What the exercise asks: Going down the data below, set down exactly the line with "column 326, row 371" and each line after it through the line with "Query: black flag"; no other lines.

Data extract:
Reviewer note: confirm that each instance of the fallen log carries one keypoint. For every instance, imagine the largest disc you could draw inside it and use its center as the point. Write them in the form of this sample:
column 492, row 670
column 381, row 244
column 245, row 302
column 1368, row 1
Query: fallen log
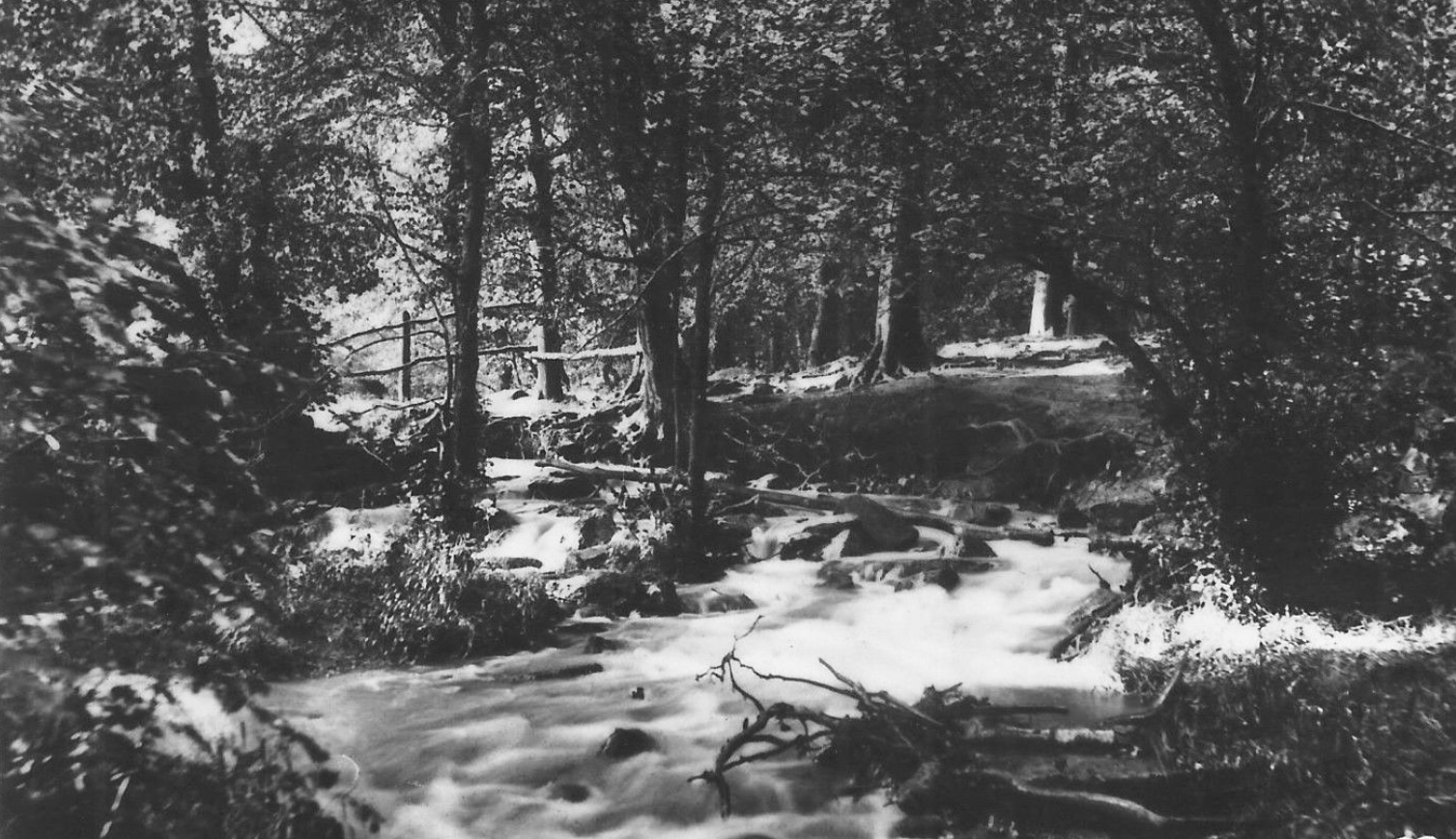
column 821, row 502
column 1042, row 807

...

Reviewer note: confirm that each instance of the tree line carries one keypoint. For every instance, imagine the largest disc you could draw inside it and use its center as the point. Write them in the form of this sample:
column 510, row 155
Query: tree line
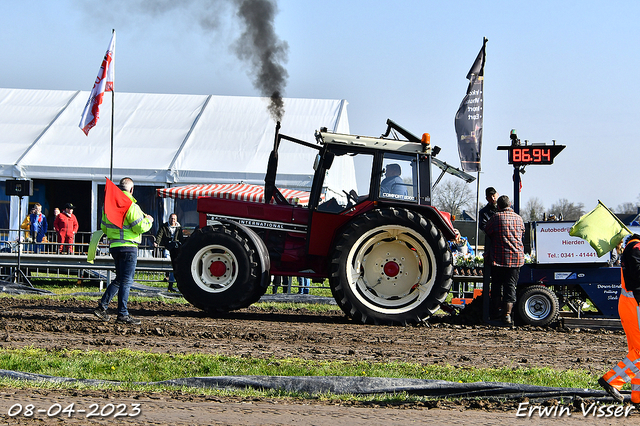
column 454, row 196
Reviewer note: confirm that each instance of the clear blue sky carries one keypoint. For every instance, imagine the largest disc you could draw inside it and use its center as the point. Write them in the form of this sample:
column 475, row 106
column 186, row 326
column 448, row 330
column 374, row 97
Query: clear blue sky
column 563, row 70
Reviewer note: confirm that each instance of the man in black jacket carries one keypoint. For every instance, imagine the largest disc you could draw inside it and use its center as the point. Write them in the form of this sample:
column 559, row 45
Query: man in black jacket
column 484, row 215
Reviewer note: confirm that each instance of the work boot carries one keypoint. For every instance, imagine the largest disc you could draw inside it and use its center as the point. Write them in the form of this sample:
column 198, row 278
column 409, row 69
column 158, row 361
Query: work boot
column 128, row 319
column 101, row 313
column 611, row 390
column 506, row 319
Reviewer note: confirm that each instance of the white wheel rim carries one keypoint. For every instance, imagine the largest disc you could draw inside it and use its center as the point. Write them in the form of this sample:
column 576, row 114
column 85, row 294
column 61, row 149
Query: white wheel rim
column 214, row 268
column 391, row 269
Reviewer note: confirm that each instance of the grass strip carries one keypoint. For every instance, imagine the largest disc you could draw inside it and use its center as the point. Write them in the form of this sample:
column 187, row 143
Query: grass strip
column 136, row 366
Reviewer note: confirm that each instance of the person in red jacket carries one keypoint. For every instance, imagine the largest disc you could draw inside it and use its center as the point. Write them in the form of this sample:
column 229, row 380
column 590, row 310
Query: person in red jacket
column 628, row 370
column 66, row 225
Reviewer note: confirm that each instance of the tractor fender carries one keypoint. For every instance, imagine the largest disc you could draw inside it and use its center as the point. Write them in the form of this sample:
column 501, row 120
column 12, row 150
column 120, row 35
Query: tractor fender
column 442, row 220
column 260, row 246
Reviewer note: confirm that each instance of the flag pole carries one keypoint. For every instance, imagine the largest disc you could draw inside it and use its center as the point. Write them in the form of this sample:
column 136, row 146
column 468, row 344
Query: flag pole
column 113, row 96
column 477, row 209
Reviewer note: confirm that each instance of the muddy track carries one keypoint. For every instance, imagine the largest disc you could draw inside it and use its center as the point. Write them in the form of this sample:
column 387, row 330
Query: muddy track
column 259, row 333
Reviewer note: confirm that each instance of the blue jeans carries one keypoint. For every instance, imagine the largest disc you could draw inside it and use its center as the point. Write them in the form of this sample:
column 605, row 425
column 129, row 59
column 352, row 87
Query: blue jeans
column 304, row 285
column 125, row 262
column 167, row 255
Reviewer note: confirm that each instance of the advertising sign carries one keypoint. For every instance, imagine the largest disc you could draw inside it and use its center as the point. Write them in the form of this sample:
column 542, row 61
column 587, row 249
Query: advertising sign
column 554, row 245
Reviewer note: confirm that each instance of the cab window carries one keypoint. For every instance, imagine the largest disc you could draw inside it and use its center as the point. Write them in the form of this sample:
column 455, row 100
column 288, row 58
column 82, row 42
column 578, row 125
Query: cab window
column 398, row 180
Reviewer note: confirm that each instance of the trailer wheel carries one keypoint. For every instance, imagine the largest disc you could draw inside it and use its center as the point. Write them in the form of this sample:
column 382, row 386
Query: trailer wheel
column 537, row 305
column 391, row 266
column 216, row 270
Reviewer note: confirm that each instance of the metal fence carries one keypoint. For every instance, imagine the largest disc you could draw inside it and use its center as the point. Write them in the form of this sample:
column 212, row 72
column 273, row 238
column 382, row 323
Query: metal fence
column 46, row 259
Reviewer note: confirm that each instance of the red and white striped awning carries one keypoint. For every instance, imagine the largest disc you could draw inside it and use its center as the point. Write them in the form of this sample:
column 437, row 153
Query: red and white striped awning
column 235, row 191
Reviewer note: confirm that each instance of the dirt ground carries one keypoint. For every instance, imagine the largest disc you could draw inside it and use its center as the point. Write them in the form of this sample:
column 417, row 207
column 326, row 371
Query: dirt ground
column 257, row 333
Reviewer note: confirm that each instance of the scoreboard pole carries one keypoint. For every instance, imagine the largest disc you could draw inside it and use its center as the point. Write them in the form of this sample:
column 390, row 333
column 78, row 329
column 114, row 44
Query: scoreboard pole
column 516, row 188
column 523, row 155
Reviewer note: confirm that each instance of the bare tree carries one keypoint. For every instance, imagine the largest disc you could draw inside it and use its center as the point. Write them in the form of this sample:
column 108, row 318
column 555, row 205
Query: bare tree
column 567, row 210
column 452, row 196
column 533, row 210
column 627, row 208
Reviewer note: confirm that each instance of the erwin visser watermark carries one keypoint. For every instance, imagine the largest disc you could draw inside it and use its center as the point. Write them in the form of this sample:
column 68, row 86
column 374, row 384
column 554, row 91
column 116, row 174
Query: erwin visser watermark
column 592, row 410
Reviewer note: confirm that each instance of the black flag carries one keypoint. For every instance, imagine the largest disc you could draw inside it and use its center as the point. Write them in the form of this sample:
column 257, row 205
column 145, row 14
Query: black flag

...

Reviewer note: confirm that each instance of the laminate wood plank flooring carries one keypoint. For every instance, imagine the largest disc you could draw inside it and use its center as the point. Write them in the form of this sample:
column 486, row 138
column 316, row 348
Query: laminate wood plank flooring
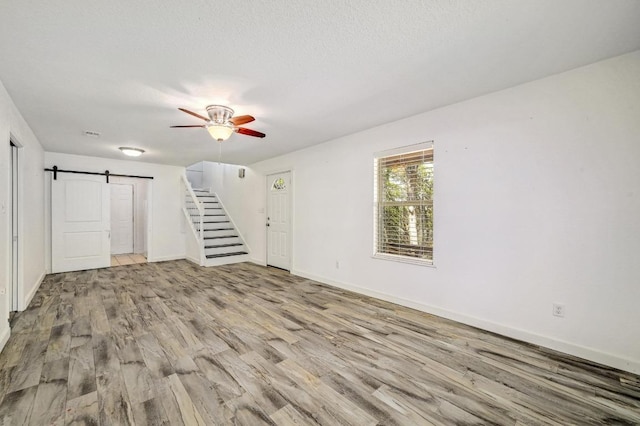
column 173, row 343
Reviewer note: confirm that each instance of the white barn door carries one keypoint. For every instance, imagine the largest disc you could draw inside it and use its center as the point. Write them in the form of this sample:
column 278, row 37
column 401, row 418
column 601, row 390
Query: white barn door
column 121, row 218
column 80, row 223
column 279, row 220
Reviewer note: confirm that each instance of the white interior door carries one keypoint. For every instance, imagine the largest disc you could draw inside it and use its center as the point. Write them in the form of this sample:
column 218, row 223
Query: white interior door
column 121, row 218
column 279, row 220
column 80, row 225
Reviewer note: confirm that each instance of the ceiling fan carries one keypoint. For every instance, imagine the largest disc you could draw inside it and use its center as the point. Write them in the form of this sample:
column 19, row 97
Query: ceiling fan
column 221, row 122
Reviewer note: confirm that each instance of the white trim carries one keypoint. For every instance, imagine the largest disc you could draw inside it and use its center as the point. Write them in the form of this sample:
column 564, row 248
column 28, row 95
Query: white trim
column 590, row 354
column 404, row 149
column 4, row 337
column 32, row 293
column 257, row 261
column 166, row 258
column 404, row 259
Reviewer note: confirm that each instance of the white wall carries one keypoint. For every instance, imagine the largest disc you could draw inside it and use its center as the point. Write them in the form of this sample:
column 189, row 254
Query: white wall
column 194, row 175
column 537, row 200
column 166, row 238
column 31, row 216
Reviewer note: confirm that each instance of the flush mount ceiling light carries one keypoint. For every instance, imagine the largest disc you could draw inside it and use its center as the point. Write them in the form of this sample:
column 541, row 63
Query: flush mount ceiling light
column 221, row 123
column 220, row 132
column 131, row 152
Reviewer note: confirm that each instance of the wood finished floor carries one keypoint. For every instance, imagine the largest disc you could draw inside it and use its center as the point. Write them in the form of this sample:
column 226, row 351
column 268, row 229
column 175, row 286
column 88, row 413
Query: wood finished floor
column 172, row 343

Finished exercise:
column 326, row 371
Query: dirt ground
column 257, row 333
Reviewer note: confirm that each instance of the scoreboard pole carries one keypoint. For every instance, imagine the largest disc you could draw inside it and use its center as the point. Write them in the form of this sample:
column 390, row 333
column 78, row 329
column 114, row 44
Query: scoreboard pole
column 516, row 188
column 523, row 155
Reviewer note: confirm that each instance of the bare tree carries one keypoint. For every instance, imagine the largest disc you could draw inside it and use its center as the point. Write them in the form of this sample:
column 108, row 318
column 555, row 205
Query: bare tree
column 567, row 210
column 452, row 196
column 533, row 210
column 627, row 208
Reviewer note: confirm that each instance of the erwin visser watermark carries one keypoint. For every instance, imagine the largest disc you could draw inside it and use its center as the point. Write them in the form of this sample:
column 68, row 86
column 374, row 384
column 554, row 91
column 116, row 174
Query: erwin visser watermark
column 592, row 410
Reviewer note: confirm that each instance of the black flag carries one keypoint. For every instance, imagine the largest disc you could draw inside it and use its center as the point. Write them in the form of this sample:
column 257, row 205
column 145, row 14
Query: black flag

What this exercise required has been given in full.